>> BEGIN Supplied passage

Senate Bill 424: Revises provisions relating to composition of membership of redevelopment agency. (BDR 22-1270)
Bob Cashell, Mayor, City of Reno:
[Introduces himself.] We were the ones who requested this enabling legislation to expand our redevelopment agency by adding some private sector people to it who have experience in banking or accounting, construction, and development. They would be added to the seven-member council that serves as the agency now. It would give us the flexibility to go up to no more than 11 people. Right now, the city council sits as the redevelopment agency. We are proposing to add four people to that group to get more expertise in development, construction, financing, and the legal end of it. I am here to support the bill and request that you support it.
Chairman Manendo:
Thank you for being here this morning.
Nicole Lamboley, Legislative Relations Program manager, City of Reno:
Senate Bill 424 is enabling legislation. It does not change anything in the current law that would allow the redevelopment agency to be either the governing body of the entity or an appointed body. This would create a third option that a governing body could consider to create its redevelopment agency.
Bob Cashell:
The City of Reno appreciates your support. The City is doing very well. We are really excited. We have a council that has a real consensus to develop the river and clean up the city, to make redevelopment progress. Regarding the old Mapes lot, we are looking for qualifications of designers and engineers to design a plaza on the old Mapes property. Also, we are working with the Corps of Engineers to redevelop the river to do away with and mitigate some of the flood problems we have. It is really exciting. There is a real consensus on the council to make things happen right now.
Assemblywoman Weber:
I had a comment. I wanted to compliment you, Mayor Cashell, on your program, since this is the year of your Centennial, that you are doing to clean up, the Green and Clean campaign. I actually met some of the folks who were doing that a couple of Saturdays ago who were getting the young people involved in making Reno even a better place. My family lives there, and I am aware of that. Thank you for doing that campaign.
Roberta Ross, representing the Downtown Improvement Association, Reno:
The association is an advocacy group for the redevelopment area. We concur with what Ms. Lamboley and Mayor Cashell have said. We look forward to these four positions on the agency board and think that the expertise will help the city council go forward with making development decisions.

>> END Supplied passage
>> BEGIN Data extract

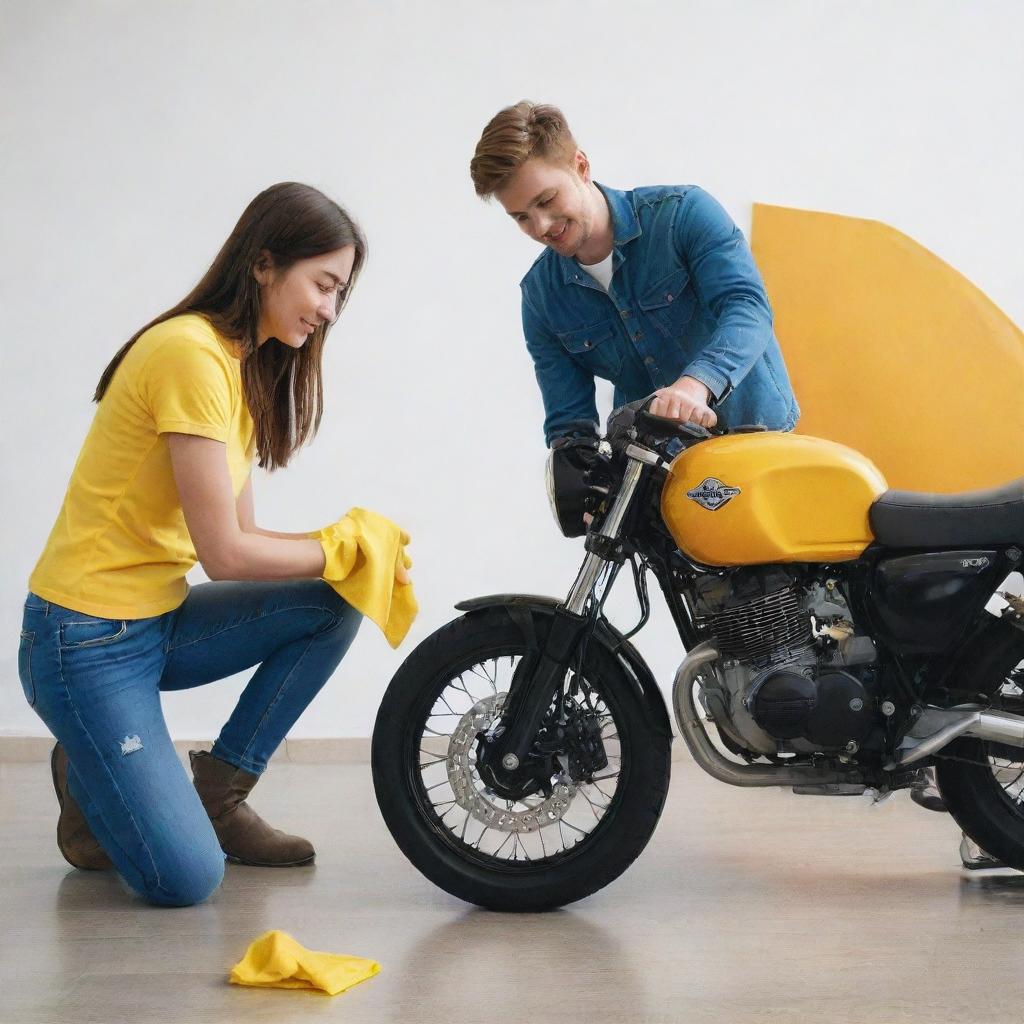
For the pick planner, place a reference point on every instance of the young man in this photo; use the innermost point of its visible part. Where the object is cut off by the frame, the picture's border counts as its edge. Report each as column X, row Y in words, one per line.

>> END Data extract

> [Problem to solve] Type out the stretch of the hearing transcript from "Bob Cashell, Mayor, City" through "here this morning.". Work only from the hearing transcript; the data plays no part.

> [Correct answer]
Bob Cashell, Mayor, City of Reno:
[Introduces himself.] We were the ones who requested this enabling legislation to expand our redevelopment agency by adding some private sector people to it who have experience in banking or accounting, construction, and development. They would be added to the seven-member council that serves as the agency now. It would give us the flexibility to go up to no more than 11 people. Right now, the city council sits as the redevelopment agency. We are proposing to add four people to that group to get more expertise in development, construction, financing, and the legal end of it. I am here to support the bill and request that you support it.
Chairman Manendo:
Thank you for being here this morning.